Return the data that follows exactly, with each line intact.

== Segment start ==

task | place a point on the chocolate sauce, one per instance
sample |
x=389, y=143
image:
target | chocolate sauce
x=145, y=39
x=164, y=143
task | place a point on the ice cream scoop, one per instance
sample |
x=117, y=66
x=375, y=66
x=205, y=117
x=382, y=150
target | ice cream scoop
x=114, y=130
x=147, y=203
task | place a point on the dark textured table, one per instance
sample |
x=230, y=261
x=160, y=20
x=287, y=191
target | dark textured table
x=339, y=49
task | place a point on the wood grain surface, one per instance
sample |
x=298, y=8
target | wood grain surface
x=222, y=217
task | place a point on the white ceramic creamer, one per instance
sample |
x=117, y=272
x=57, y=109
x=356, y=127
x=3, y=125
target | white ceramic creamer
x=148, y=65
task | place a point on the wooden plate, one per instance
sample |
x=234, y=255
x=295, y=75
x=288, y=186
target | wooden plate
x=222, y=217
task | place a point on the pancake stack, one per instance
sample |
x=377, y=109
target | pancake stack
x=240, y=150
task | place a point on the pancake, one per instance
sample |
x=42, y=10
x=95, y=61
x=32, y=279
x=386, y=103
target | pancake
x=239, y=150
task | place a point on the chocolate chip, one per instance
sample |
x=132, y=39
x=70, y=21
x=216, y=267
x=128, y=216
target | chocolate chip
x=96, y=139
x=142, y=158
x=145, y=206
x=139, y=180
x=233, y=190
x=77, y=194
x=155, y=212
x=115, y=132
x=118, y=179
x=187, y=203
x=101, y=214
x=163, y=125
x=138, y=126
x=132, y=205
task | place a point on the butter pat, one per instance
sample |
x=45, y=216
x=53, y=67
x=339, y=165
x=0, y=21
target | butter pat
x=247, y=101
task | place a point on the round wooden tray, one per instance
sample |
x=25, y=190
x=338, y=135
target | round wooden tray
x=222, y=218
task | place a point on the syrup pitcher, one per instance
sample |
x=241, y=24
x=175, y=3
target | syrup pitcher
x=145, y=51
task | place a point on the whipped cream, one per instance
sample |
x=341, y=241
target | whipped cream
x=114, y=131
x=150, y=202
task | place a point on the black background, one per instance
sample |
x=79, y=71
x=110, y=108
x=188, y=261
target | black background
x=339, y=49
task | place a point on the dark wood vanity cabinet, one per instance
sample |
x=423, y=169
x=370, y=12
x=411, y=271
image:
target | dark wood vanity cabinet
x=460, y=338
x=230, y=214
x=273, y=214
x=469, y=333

== Segment end ==

### Output of the task
task | place a point on the chocolate sauce, one per instance
sample |
x=389, y=143
image:
target | chocolate sauce
x=145, y=39
x=164, y=143
task | place a point on the ice cream scoop, one per instance
sample |
x=117, y=66
x=375, y=66
x=205, y=117
x=382, y=150
target | ice cream scoop
x=114, y=130
x=147, y=203
task | place a point on the dark textured table, one per instance
sample |
x=230, y=261
x=160, y=20
x=287, y=191
target | dark textured table
x=339, y=49
task | place a point on the wood grain surface, one per instance
sample |
x=298, y=8
target | wood grain surface
x=222, y=217
task | place a point on the white ceramic creamer, one per instance
sample |
x=117, y=272
x=57, y=109
x=356, y=127
x=3, y=125
target | white ceramic creamer
x=148, y=65
task | place a point on the wooden plate, one per instance
sample |
x=234, y=255
x=295, y=75
x=288, y=186
target | wooden plate
x=222, y=217
task | place a point on the pancake stack, one per instance
sample |
x=377, y=109
target | pancake stack
x=240, y=150
task | place a point on the pancake, one per instance
sample |
x=42, y=10
x=95, y=61
x=32, y=279
x=386, y=103
target | pancake
x=239, y=150
task | place a point on the chocolate chip, one per instance
sample |
x=132, y=39
x=70, y=21
x=216, y=267
x=128, y=216
target | chocolate chip
x=96, y=139
x=142, y=158
x=145, y=206
x=139, y=180
x=233, y=190
x=77, y=194
x=155, y=212
x=115, y=132
x=118, y=179
x=187, y=203
x=101, y=214
x=163, y=125
x=138, y=126
x=132, y=205
task | place a point on the butter pat, one per instance
sample |
x=45, y=216
x=53, y=67
x=339, y=165
x=0, y=21
target | butter pat
x=247, y=101
task | place a point on the round wooden tray, one per instance
sample |
x=25, y=190
x=338, y=135
target | round wooden tray
x=222, y=218
task | place a point on the syrup pitcher, one per instance
sample |
x=241, y=24
x=175, y=3
target | syrup pitcher
x=145, y=51
task | place a point on the whipped cream, one per instance
sample |
x=341, y=241
target | whipped cream
x=114, y=131
x=150, y=202
task | place a point on the black background, one per instance
sample |
x=79, y=71
x=110, y=108
x=188, y=261
target | black background
x=339, y=49
task | place a point on the dark wood vanity cabinet, one per instance
sample |
x=423, y=169
x=370, y=12
x=411, y=271
image:
target | dark wood vanity cabinet
x=460, y=338
x=230, y=214
x=273, y=214
x=469, y=333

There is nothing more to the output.